_Testo_
━━━━━━━━━━━━━━━━
Non tutte le pennellate sono quelle di Van Gogh; non tutte le voci sono quella di Eddie Vedder; non tutti gli spartiti sono quelli di Guccini. Non tutti i film sono “Miracolo a Milano”; non tutti gli attori sono Gian Maria Volonté; non tutte le parole fanno, insieme, una poesia. Non tutti i progetti sono rivoluzioni; non tutte le stelle fanno avverare i desideri; non tutti i fiori sono rose.
━━━━━━━━━━━━━━━━
_Materiale_
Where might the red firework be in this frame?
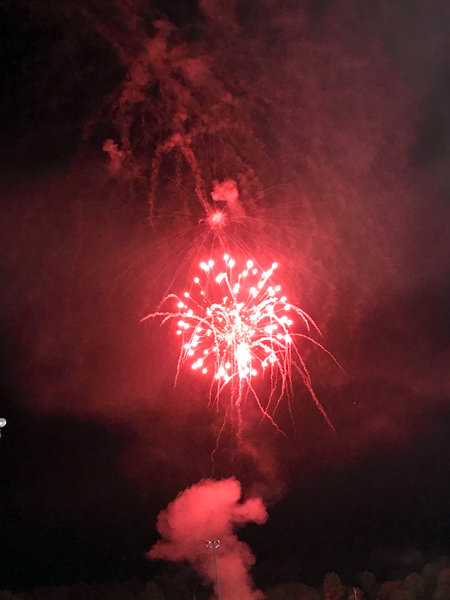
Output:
[142,254,333,427]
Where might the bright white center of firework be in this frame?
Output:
[170,254,300,385]
[236,342,252,377]
[143,254,333,427]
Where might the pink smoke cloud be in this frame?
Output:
[148,478,267,600]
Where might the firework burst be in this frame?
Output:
[142,254,334,427]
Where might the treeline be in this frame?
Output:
[0,556,450,600]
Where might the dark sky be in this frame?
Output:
[0,0,450,589]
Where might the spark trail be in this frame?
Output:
[141,254,335,429]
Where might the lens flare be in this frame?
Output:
[141,254,335,428]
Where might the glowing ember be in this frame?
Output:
[142,254,332,426]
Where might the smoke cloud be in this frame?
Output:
[148,478,267,600]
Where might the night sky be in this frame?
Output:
[0,0,450,589]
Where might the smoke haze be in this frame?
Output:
[148,479,267,600]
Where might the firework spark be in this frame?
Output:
[142,254,333,427]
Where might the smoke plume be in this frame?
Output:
[148,478,267,600]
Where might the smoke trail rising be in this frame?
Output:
[148,479,267,600]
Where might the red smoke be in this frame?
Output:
[148,479,267,600]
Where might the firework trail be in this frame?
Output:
[142,254,335,431]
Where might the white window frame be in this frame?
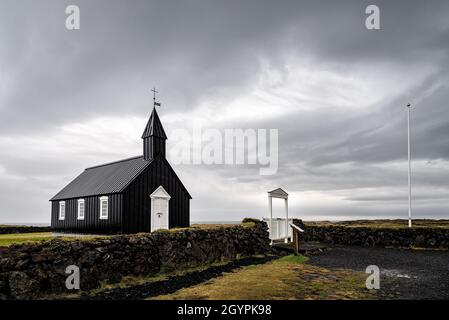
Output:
[100,196,109,220]
[58,201,66,220]
[77,199,86,220]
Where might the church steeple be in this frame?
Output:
[142,89,167,161]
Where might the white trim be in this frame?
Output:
[100,196,109,220]
[150,186,171,232]
[77,199,86,220]
[58,201,65,220]
[150,186,171,200]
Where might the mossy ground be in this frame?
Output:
[0,232,54,247]
[152,256,376,300]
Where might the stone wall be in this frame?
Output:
[0,220,270,299]
[301,225,449,249]
[0,226,51,234]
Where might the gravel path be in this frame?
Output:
[308,246,449,299]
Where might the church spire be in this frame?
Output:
[142,89,167,161]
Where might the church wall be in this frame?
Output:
[51,194,123,234]
[123,159,190,233]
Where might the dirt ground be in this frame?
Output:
[307,246,449,300]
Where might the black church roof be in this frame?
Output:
[50,156,152,201]
[142,108,167,139]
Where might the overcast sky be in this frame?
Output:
[0,0,449,223]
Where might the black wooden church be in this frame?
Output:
[50,96,192,234]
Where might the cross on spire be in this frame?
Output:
[151,87,161,108]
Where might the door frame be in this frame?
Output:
[150,186,171,232]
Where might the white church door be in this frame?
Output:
[150,186,171,232]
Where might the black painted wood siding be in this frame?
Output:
[51,194,123,234]
[143,136,165,161]
[123,158,190,233]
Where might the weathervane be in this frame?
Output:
[151,87,161,108]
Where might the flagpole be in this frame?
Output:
[407,103,412,228]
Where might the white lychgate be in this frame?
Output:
[150,186,171,231]
[268,188,290,243]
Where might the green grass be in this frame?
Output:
[152,256,376,300]
[0,232,54,247]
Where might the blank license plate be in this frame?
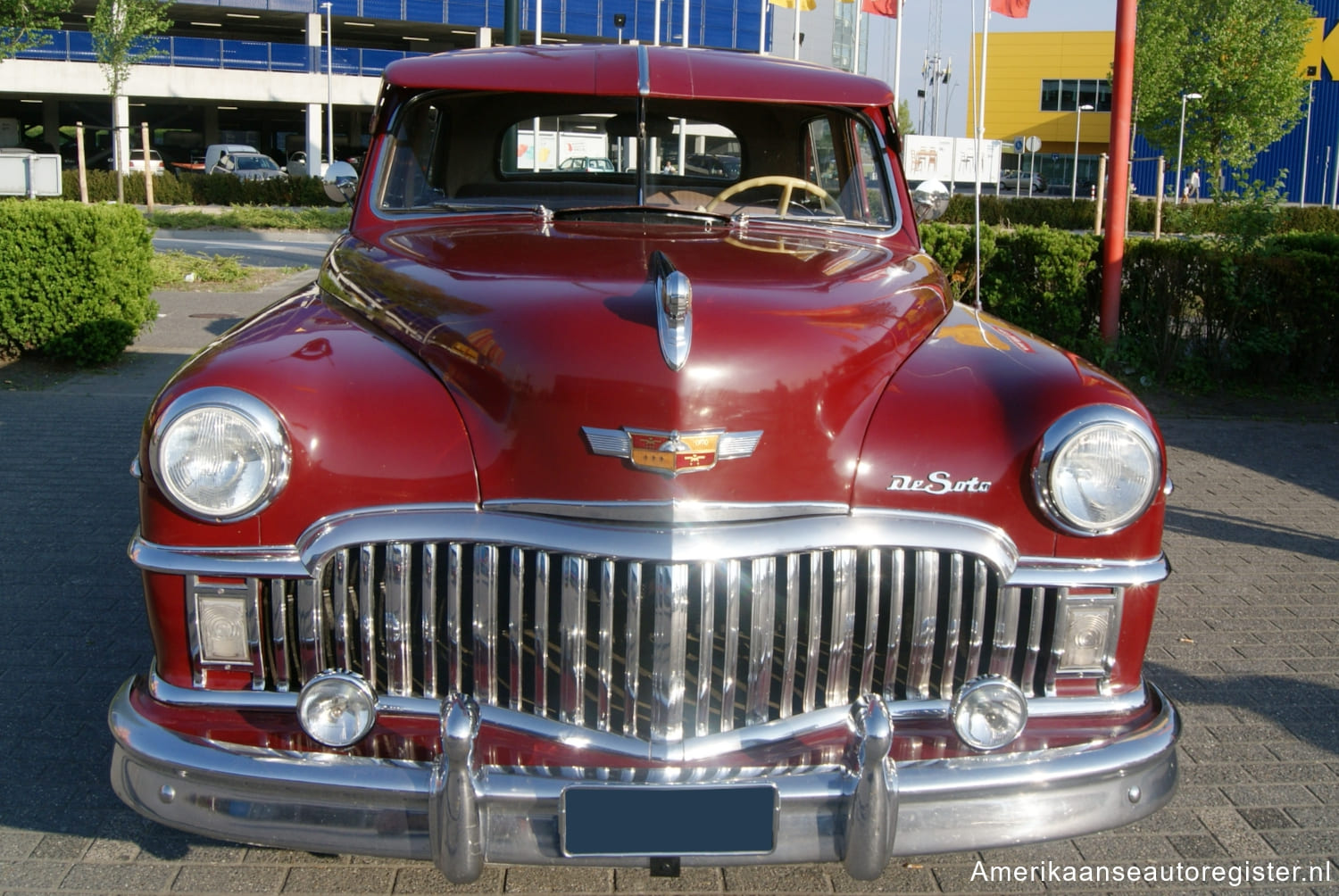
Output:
━━━━━━━━━━━━━━━━
_Compiti_
**A)** Elenca tutte le persone citate per nome nel testo sui «non tutti».
**B)** Riprendi il testo sui «non tutti» dopo la sua ultima frase, aggiungendo qualche frase nello stesso stile.

_Risultati in ordine_
**A)** Van Gogh, Eddie Vedder, Guccini, Gian Maria Volonté.

**B)**
Non tutti gli scrittori di fantascienza sono Jules Verne. Verne, che ha fatto volare l’uomo nei cieli e nello spazio quando l’uomo faceva fatica a stare con i piedi saldi in terra. Verne, che ha portato un’umanità di non palombari sott’acqua; Verne, che ha brevettato il sogno dell’avventura, l’ha coniugato con l’(apparentemente) impossibile e declinato con il probabile fino al punto apicale, fino alla produzione di romanzi quali ‘Michele Strogoff’, ‘Il giro del mondo in ottanta giorni’, ‘Ventimila leghe sotto i mari’. Verne, che, come e forse più di Salgari, ha preso per mano generazioni di piccoli lettori, conducendole sul declivio della letteratura e rovesciandogli addosso frane di parole e slavine di racconti.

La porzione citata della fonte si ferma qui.